▸ USING THE INFORMATION
1. From the Codex thread, return the part that begins at the words "I wish I had" and stops after "to this day.", copied word for word.
2. In the Codex thread, how many prompts do things now take that used to take 3-4?

▸ SUPPLIED PASSAGE
----
You have more info about the inflated token use? I’m using codex cli a bunch now, but the reported token usage seems like an order of magnitude higher than, say Claude code with opus.

Idk if it’s because I set codex to xhigh reasoning, but even then it still seems way higher than Claude. The input/output ratio feels large too, eg I have codex session which says ~500M in / ~2M out.

▲

moralestapia 10 hours ago | parent [-]

I wish I had hard evidence but it is mostly an observation. I do use Codex a lot and I felt a drastic change from like one-two months ago to this day.

It used to give me precise answers, "surgical" is how I described it to my friends. Now it generates a lot of slop and plenty of "follow ups". It doesn't give me wrong answers, which is ok, but I've found that things that used to take 3-4 prompts now take 8-10. Obviously my prompting skills haven't changed much and, if anything, they've become better.

This is something that other colleagues have observed as well. Even the same GPT5.4 model feels different and more chatty recently. Btw, I think their version numbers mean nothing, no one can be certain about the model that is actually running on the backend and it is pretty evident that they're continuously "improving" it.

	▲	SpicyLemonZest 7 hours ago \| parent [-]
		I haven't had the time to fully hash this take out, but a big question in the back of my mind has been - is it possible that AI model improvements come partly from finding overhang in things that look hard and impressive to humans but are actually trivial consequences of the training data? If true, then the observable performance of any widely distributed model could get worse over time as it "mines out" the work that's easy for it to do.
----
(Dataset entries)

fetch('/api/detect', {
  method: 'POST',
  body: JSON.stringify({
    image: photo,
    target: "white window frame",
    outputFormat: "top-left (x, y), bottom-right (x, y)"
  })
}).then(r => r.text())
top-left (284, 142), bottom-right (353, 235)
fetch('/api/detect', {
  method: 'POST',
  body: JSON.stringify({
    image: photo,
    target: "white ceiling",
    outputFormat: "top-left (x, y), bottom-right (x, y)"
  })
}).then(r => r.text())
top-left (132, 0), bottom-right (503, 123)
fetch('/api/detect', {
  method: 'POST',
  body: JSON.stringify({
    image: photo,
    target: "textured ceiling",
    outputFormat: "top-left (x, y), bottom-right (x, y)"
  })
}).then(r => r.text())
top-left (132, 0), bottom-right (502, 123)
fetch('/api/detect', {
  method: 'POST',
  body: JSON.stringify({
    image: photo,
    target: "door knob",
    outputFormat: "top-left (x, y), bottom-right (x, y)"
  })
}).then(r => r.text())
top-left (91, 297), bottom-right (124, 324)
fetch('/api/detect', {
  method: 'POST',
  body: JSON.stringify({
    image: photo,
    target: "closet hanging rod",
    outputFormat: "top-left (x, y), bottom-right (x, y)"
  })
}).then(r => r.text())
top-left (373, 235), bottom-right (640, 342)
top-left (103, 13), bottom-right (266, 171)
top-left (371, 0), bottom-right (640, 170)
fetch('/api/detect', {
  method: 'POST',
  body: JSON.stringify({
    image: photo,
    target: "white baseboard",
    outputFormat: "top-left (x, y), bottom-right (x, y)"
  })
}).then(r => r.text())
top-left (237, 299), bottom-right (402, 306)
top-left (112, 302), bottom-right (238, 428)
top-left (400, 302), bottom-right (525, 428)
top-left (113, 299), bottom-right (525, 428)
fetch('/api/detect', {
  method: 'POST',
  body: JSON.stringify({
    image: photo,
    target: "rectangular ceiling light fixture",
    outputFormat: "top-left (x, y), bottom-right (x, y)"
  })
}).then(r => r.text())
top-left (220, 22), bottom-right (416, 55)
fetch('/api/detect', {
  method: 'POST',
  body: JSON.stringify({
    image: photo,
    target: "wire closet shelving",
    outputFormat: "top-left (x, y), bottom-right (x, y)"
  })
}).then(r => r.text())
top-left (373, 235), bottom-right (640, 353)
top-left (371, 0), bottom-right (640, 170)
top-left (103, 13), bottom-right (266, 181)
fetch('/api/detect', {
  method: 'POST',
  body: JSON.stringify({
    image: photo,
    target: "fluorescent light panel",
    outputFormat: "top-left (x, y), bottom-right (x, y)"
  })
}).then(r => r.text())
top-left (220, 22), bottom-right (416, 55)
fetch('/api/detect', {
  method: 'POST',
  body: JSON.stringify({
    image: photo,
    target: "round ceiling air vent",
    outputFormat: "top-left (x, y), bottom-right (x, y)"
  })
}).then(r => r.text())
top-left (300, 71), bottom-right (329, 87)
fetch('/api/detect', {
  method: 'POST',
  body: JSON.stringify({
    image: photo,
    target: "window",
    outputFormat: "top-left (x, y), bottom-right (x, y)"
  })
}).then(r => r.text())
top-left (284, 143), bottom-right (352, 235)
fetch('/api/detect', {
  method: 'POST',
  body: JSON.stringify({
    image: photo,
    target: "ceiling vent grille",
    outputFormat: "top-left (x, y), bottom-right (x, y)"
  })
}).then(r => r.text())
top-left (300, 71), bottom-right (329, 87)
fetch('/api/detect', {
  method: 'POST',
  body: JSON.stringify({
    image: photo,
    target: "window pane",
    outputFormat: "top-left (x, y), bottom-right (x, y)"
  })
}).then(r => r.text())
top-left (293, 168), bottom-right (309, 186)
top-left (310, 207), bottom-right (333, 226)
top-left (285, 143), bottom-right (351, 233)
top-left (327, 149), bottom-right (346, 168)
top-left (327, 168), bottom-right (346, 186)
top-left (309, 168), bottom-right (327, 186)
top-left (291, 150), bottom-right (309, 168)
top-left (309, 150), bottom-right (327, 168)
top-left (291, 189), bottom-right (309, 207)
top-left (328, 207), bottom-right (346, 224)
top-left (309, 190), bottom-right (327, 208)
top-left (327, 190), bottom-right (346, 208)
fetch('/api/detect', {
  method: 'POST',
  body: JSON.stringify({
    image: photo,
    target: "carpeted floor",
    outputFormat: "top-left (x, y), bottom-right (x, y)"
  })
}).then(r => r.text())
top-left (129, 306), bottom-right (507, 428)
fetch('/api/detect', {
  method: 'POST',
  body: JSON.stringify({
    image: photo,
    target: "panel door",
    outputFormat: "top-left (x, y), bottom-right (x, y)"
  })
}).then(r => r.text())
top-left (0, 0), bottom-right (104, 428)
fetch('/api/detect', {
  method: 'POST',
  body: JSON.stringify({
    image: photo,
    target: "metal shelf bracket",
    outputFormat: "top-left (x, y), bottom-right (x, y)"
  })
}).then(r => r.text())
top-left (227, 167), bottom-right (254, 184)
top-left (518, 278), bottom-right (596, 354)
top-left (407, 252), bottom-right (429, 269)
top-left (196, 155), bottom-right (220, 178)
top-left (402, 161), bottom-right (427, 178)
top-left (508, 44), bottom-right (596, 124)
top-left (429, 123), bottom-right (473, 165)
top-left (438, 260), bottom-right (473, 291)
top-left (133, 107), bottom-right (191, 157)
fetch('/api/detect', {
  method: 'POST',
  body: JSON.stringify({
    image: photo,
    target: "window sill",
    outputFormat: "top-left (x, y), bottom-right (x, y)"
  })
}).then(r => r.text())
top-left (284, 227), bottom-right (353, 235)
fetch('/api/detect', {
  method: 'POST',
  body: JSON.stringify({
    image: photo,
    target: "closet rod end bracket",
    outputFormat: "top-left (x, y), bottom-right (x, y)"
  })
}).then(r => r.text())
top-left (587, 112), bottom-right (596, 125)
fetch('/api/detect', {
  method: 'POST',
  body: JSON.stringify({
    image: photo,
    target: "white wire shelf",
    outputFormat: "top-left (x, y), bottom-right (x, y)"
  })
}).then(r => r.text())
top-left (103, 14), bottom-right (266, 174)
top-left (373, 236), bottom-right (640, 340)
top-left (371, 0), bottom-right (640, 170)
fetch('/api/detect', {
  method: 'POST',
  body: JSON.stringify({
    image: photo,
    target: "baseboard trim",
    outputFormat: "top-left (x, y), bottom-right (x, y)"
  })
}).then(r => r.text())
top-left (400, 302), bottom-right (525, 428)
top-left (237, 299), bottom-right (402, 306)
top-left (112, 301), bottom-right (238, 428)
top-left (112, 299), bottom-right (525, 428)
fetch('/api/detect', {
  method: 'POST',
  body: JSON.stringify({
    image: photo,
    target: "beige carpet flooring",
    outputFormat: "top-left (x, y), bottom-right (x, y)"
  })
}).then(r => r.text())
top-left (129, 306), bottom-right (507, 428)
----
▸ LIST OF ANSWERS
1.
I wish I had hard evidence but it is mostly an observation. I do use Codex a lot and I felt a drastic change from like one-two months ago to this day.

2. 8-10 prompts.